I hadn’t even heard about this NBC show (maybe because it is on NBC) until Damon Lindelof tweeted about how much he liked the pilot. So I checked it out and damn if it ain’t really well done and really intriguing. The premise is this: An LA cop is in a car crash with his wife and teenage son. He wakes up to find his wife survived but his son died. But then he goes to sleep and wakes up in a completely different timeline where his wife died but his son survived. This is intriguing enough, but the way they weave together the cases he works on in both realities adds a second layer of interest that is really cool. On top of that they add two psychiatrists – one in each reality – who each try to convince him that what he experiences is the other reality is not, in fact, reality at all.

Awake has “it.” It is the rare show that takes a good story and makes it even better through perfect storytelling. Which reality is real? Both? Neither? What’s the deal with his wife-reality boss hinting that the accident wasn’t an accident at all? If there’s a mention of that in his son-reality timeline, I missed it. Does that mean it is the fake one? This show is so good and so superbly done that it will be on the air for a long, long time.

American Horror Story: Compelling.

Person of Interest: Exceeding.

The River: Stupid.

Terra Nova

FOX swung for the fences with the pilot episode of its new mega-drama, Terra Nova, reportedly doubling the $10 million ABC poured into Lost’s epic premier.  It’s too soon to tell if the show clears the fence or falls short with warning track power.

○ ○ ○ ○ ○

- **REQUIRED ACTION**
Pick up the television reviews after their last sentence, about Terra Nova, and keep writing them.

- **EXTRACTED DATA**
○ ○ ○ ○ ○

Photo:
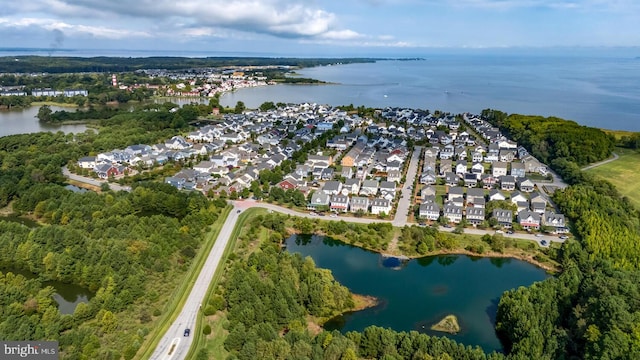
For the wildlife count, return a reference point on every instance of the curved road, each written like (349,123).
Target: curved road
(174,345)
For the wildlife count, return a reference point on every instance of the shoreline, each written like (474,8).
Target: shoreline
(461,251)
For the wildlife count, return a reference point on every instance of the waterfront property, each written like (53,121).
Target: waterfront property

○ ○ ○ ○ ○

- **RESPONSE**
Terra Nova is a human colony in dinosaur times, set up after humans in 2149 find a one-way road back in time. The main characters are a family of five sent to the colony because it needed a doctor, which mom just happens to be. It also needed a cop, which makes it doubly fortunate that the husband escaped prison to go back in time with them.

The family dynamic is nothing special, and frankly it’s better left undiscussed.

Thus far, all but the first few segments of the series take place inside the colony’s barriers.  Even now, typing this review, I nearly typed “on the island” because there is a very island feel to Terra Nova’s setting. Recall the beginning of Lost, the island was an expansive unknown. We would later come to learn of Dharma stations, colonies and even a temple, but in the beginning all we knew was the comfortable beach and cave camps. Because of that, the writers were able to set up anything that took place outside those places to be mysterious, possibly dangerous adventures.

The colony is treated the same way. We are comfortable inside its walls with their markets and hospitals and modular homes. But outside there are dinosaurs. And Others, or “Sixers,” Terra Nova speak for the band of outlaws that lives outside the colony.

But are they really outlaws? The pilot dropped enough on us to show that there is more layers to Terra Nova’s onion. The island (honest to God, I did it again) has a commander, and that commander has a son who we learn is, well, we don’t really learn anything about him other than he has some chalk and wrote a lot of stuff on some rocks. Stuff about the real reason Terra Nova was created. Stuff we, as of yet, don’t know.

Again, this is a lot like what Lost gave us. We learned in season one there was something underground and some other people on the island, and probably there was a lot of history to be told. If Terra Nova’s creators have the same sweeping storyline in mind, we could be in for something exceptional.

Or we could be in for a dud. It’s too soon to tell. Some parts of Terra Nova aren’t up to par. The characters at times are too cliched: a teenage son angry at his father for going to prison, a saucy girl his age to tempt him away from the girl he left behind, a commander who is conveniently militaristic. You could have said the same about Lost in its early days. If Terra Nova can bring its characters and its story along well enough, it could last. If not, it will spiral downward and off our screens. Fast.